YOUR ASSIGNMENT:
Every line in the records below that holds "window" must be identified and copied.

Records from a dataset:
▬▬▬▬▬▬▬▬▬▬

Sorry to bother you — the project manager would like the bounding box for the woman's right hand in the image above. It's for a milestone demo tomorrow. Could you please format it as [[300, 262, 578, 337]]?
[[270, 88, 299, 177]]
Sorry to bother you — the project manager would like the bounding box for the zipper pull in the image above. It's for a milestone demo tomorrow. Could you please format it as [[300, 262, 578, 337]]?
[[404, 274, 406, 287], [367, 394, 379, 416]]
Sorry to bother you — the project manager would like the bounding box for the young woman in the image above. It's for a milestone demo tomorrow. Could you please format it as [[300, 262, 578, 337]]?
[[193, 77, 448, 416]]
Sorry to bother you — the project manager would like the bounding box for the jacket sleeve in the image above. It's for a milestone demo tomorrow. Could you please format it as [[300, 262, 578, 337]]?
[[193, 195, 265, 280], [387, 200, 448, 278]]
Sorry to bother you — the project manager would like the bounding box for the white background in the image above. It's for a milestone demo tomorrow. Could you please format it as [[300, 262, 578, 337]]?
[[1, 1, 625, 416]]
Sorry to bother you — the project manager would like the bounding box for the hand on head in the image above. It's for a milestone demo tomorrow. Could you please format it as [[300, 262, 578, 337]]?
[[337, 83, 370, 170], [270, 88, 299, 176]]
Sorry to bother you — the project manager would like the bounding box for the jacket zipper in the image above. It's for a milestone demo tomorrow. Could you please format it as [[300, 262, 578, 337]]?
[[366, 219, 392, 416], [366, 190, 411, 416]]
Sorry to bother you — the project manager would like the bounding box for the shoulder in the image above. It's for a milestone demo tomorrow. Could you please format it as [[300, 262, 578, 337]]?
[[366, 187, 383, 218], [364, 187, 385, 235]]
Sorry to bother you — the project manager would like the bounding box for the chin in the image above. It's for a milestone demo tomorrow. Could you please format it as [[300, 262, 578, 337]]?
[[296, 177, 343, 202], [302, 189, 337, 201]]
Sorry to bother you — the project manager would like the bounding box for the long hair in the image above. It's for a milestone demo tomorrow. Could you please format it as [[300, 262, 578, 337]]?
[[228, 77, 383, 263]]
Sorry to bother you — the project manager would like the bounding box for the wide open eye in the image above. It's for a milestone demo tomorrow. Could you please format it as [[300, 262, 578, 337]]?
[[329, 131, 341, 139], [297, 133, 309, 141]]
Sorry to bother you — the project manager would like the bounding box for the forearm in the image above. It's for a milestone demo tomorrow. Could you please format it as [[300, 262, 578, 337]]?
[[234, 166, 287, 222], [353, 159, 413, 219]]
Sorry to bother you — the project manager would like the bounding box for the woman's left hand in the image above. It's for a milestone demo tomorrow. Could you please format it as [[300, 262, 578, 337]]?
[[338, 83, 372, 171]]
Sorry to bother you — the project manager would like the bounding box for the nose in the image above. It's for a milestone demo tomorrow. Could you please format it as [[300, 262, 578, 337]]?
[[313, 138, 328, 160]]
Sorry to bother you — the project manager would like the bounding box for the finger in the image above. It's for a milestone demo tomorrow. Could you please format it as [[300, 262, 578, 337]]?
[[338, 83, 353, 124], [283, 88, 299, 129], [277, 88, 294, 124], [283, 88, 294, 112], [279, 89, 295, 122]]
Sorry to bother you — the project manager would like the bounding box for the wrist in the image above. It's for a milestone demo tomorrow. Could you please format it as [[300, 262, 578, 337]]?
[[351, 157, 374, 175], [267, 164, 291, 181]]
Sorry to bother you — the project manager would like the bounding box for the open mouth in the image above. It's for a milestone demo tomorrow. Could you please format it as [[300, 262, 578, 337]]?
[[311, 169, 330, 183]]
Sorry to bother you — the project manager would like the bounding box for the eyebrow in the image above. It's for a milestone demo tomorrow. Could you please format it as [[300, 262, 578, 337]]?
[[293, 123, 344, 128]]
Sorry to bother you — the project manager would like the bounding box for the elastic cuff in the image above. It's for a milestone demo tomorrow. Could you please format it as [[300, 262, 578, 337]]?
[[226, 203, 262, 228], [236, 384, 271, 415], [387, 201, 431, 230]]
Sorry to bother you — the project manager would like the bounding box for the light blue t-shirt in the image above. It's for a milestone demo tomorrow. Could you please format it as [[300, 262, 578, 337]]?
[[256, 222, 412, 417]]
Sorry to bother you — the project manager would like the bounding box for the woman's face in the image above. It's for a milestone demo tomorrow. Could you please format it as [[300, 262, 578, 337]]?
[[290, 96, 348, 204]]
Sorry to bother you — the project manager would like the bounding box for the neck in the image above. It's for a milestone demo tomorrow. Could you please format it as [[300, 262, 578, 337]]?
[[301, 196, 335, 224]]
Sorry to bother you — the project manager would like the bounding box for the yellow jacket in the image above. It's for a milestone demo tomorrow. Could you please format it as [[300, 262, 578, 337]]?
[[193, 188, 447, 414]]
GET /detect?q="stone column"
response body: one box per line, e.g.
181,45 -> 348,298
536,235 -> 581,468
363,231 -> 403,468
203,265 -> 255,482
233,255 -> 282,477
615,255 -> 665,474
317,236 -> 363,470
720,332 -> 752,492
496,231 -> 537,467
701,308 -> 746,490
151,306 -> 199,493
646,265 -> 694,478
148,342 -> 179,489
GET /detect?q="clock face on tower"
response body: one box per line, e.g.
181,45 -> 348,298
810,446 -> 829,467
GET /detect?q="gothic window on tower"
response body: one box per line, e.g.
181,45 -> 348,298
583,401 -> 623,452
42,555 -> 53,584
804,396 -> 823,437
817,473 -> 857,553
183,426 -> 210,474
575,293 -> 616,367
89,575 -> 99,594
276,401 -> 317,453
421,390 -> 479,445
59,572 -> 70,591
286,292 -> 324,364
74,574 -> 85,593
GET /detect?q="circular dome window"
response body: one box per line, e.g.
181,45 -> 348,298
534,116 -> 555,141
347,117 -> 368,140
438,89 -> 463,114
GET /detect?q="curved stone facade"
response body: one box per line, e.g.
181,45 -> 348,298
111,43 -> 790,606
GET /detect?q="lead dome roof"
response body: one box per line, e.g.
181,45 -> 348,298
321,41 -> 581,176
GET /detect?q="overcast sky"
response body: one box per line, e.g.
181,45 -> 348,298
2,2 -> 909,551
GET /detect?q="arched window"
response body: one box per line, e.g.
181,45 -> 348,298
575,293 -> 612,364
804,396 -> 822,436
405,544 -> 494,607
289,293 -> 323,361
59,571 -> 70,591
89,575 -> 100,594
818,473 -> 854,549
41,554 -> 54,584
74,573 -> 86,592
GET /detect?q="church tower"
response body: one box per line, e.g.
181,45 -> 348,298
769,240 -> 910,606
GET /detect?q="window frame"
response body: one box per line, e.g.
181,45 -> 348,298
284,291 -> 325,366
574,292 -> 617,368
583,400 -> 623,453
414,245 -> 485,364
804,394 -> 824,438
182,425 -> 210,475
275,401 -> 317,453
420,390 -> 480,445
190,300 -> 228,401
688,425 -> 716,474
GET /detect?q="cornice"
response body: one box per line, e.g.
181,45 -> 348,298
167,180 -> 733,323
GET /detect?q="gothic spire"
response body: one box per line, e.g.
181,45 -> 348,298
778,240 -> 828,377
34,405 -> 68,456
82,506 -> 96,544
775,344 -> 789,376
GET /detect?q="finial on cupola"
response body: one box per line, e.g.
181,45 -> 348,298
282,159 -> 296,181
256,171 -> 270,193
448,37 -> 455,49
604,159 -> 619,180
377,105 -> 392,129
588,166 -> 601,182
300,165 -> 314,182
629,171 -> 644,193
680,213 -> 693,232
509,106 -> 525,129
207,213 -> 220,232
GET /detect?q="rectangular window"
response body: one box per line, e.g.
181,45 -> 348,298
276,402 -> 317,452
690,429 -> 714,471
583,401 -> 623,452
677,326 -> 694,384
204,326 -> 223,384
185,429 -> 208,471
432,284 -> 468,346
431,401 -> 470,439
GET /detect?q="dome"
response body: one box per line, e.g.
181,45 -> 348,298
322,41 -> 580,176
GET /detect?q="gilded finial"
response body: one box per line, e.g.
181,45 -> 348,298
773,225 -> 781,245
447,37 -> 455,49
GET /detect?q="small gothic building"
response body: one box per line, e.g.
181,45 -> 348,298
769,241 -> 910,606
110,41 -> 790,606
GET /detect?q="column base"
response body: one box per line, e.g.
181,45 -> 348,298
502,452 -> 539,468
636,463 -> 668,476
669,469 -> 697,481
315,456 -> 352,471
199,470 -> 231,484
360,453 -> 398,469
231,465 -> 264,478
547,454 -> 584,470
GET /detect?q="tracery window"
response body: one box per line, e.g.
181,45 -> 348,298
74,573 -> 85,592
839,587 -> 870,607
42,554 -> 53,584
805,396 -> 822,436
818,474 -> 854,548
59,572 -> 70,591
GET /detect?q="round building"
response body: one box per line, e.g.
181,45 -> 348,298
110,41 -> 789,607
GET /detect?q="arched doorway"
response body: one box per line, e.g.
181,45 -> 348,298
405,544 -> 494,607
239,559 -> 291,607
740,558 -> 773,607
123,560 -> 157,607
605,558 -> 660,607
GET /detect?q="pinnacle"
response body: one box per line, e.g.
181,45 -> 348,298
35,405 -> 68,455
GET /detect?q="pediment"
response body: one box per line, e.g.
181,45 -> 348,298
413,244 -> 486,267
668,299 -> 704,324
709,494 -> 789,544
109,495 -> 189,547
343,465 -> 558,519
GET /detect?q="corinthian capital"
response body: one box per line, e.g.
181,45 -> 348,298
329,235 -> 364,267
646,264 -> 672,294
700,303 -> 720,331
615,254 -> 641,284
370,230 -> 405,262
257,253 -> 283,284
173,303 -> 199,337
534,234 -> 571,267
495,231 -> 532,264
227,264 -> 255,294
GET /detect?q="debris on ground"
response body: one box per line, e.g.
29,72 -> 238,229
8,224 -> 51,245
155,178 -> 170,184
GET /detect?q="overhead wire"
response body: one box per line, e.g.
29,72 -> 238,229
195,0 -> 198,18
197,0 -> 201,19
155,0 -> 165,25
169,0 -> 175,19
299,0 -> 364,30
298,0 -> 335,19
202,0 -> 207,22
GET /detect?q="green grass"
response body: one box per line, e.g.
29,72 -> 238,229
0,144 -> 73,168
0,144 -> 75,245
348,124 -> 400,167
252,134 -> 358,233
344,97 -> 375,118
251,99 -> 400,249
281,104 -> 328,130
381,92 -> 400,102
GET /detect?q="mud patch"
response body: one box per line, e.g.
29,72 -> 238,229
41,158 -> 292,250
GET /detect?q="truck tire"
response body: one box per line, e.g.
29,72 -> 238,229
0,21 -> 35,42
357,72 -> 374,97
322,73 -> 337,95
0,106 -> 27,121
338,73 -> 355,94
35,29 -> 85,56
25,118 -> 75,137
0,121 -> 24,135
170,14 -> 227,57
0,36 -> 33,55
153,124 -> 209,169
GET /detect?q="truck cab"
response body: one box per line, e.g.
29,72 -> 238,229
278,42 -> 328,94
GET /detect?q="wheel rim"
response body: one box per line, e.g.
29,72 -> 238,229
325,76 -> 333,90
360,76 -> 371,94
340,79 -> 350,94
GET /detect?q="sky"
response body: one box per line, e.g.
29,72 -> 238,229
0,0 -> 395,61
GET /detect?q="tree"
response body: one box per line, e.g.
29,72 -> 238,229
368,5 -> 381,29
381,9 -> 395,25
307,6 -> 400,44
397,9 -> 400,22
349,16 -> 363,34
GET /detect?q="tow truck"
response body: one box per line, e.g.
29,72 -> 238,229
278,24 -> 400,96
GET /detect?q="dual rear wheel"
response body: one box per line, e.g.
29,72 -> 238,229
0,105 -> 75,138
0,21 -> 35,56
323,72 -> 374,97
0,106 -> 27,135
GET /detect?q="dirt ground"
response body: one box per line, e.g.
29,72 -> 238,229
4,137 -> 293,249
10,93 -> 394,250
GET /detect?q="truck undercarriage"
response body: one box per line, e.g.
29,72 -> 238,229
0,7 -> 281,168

▬▬▬▬▬▬▬▬▬▬

THE ANSWER:
GET /detect?q="gothic window on tower"
GET /detect?q="circular dome window"
GET /detect?q="arched window"
GET /detect?q="window frame"
GET /detect?q="rectangular window"
GET /detect?q="tracery window"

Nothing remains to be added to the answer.